WHAT YOU NEED TO DO:
1. In the Intek engine thread, swap "intake" for "exhaust" and write out the passage between "## hd4ou (Aug" and "(Oct 29, 2008)", inclusive.
2. In the Intek engine thread, under what conditions does the manual say the valve clearance should be checked?
3. Write the next part of the Intek engine thread, starting after its final line.
[BEGIN TEXT SECTION]
# B&S Intek 6.75



## Ironwrangler_1 (Nov 23, 2009)

Hello Everyone!!
Ive been off line as my pc went down.
I have a john deere with an intek 6.75 H.P.
Model:121602
Type:0269-E1
Code:991209FA

The problem is this:I got this mower and it wouldnt start unless I used starter fluid.And then she ran for about five mins and died and would,nt start again.I then found gas in the crank.
So I bought a carb rebuild kit.After rebuilding the carb.The engine would start
and run but it smokes.So I got onto b&s Site and got the valve specs.
After setting the valves @ 0.007 and 7 mm after tdc the engine started right up
But the intake valve was clacking like crazy so i adjusted it a 1/8 turn more and it stopped the clacking( and the idle went down slightly)I started engine about 12 times running it for a few mins. each time.Ran just fine.So off to bed i go and in the morning she wont start cold.Even with fluid.There is NO fuel in the crank this time.And i think that I need to double up on the primer gasket but she wont fire with spray.And she occasionally coughs thru the carb and exhaust at the same time.Any thoughts from you would be great as I was going to sell my old elec. start craftsman and keep this one the handle is higher and it seems that this would be a better machine for me with the yard i have.
As always,:dude:
Steven


----------



## hd4ou (Aug 25, 2009)

readjust your valves. they should be done when engines cold. bet your intake is not closing.


----------



## dj722000 (Oct 29, 2008)

It says in the manual with piston 6mm past TDC, check when engine is cold.

Intake .10mm - .20mm
.004" - .008"

Exhaust .10mm - .20mm
.004" - .008"

On a side note I didnt see where it said 7mm past TDC and your .007" gap is at the upper limit of to much gap and they give a maximum of 
.008 which is where your "clacking" is coming from. (.008 is wider then .004) I would bring them both back down to .004" or .005" to start and 6mm past TDC. And I bet you tightened them when you heard the "clacking" which in turn your RPM dropped because you opened the valves further reducing the gap from to much to none at all. This can cause popping through carb from trying to start it because its out of time. :thumbsup:


----------



## Ironwrangler_1 (Nov 23, 2009)
[END TEXT SECTION]
[BEGIN DATASET ROWS]
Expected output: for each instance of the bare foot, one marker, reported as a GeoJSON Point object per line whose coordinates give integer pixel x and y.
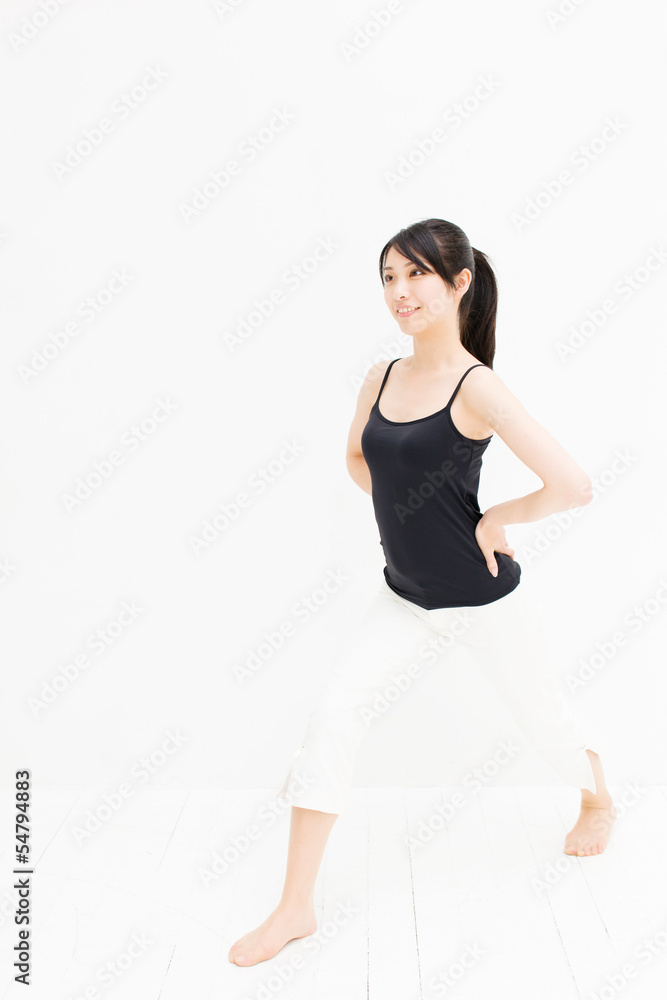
{"type": "Point", "coordinates": [590, 833]}
{"type": "Point", "coordinates": [265, 941]}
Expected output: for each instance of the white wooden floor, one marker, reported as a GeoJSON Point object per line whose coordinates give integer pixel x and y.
{"type": "Point", "coordinates": [468, 916]}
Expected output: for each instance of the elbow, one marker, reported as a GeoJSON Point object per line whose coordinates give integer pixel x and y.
{"type": "Point", "coordinates": [581, 493]}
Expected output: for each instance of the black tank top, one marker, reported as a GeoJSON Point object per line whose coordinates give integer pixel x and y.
{"type": "Point", "coordinates": [425, 477]}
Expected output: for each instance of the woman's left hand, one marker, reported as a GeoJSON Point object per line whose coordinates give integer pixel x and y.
{"type": "Point", "coordinates": [491, 538]}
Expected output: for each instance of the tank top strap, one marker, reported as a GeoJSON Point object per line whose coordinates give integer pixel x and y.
{"type": "Point", "coordinates": [386, 375]}
{"type": "Point", "coordinates": [479, 365]}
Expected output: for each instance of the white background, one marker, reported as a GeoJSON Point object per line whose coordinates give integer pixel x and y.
{"type": "Point", "coordinates": [323, 177]}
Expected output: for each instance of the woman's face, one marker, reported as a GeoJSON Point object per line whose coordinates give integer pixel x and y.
{"type": "Point", "coordinates": [427, 300]}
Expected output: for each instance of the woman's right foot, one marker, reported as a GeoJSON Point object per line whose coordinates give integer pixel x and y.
{"type": "Point", "coordinates": [266, 940]}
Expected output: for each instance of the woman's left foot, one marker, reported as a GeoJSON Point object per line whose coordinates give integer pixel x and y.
{"type": "Point", "coordinates": [590, 833]}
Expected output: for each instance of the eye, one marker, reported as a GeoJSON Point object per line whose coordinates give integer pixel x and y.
{"type": "Point", "coordinates": [415, 270]}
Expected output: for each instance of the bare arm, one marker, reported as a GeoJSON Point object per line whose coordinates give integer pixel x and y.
{"type": "Point", "coordinates": [565, 483]}
{"type": "Point", "coordinates": [356, 463]}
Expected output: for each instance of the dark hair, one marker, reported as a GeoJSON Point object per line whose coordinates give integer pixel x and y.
{"type": "Point", "coordinates": [446, 248]}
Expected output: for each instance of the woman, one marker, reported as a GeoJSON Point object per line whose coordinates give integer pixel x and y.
{"type": "Point", "coordinates": [449, 569]}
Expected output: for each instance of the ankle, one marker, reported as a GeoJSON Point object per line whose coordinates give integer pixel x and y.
{"type": "Point", "coordinates": [298, 903]}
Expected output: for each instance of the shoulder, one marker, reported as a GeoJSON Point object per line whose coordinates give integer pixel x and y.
{"type": "Point", "coordinates": [487, 397]}
{"type": "Point", "coordinates": [373, 377]}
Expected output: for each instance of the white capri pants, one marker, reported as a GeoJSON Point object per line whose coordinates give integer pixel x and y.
{"type": "Point", "coordinates": [508, 641]}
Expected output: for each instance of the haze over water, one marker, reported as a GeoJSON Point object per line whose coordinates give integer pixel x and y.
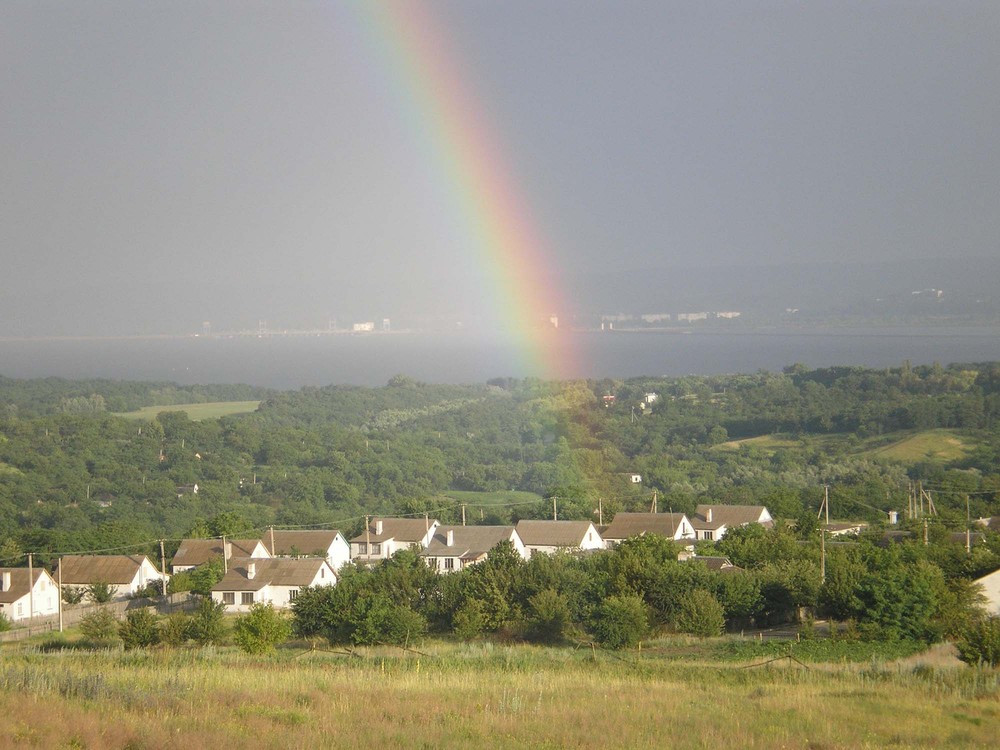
[END DATASET ROWS]
RESULTS BY TASK:
1.
## hd4ou (Aug 25, 2009)

readjust your valves. they should be done when engines cold. bet your exhaust is not closing.


----------



## dj722000 (Oct 29, 2008)

2. With the piston 6mm past TDC and the engine cold.

3.
*that makes sense*

Yeh,
That makes sense to me.As she did run pretty good when she was warmed up.
I think what i actually read was that the Intake was 0.005-0.007 And exh.was 0.007 -0.009 @ 5mm tdc .
But I was having a bad week and was using any puter i could get my hands on.
I'll use youre numbers and see how it goes .Thanks DJ.
I'll let you know.
As always Steven:dude:


----------



## dj722000 (Oct 29, 2008)

Well thats ok, we all have them. But if you go here, input your model and type and look at the manual you will see what I seen.

http://www.briggsandstratton.com/maint_repair/manual_and_more/

It was early so maybe I missed something. :thumbsup:


----------



## Ironwrangler_1 (Nov 23, 2009)

I got up this morning.
And Tried to start up but would'nt start with out spray.
But then died .Checked the fuel and looked empty so I filled the tank.
She Started with spray and ran fine(other than how noisy the motor is
compared to the quantum).Anyways I started it up 2 hours later with out having to prime.2 pulls .and 4 hours after that she primed and started after 2 pulls.I think I'll try again tomorrow morning and see what happens.Every time I put the air filter back on she wont start the next 
Morning.Keep you posted.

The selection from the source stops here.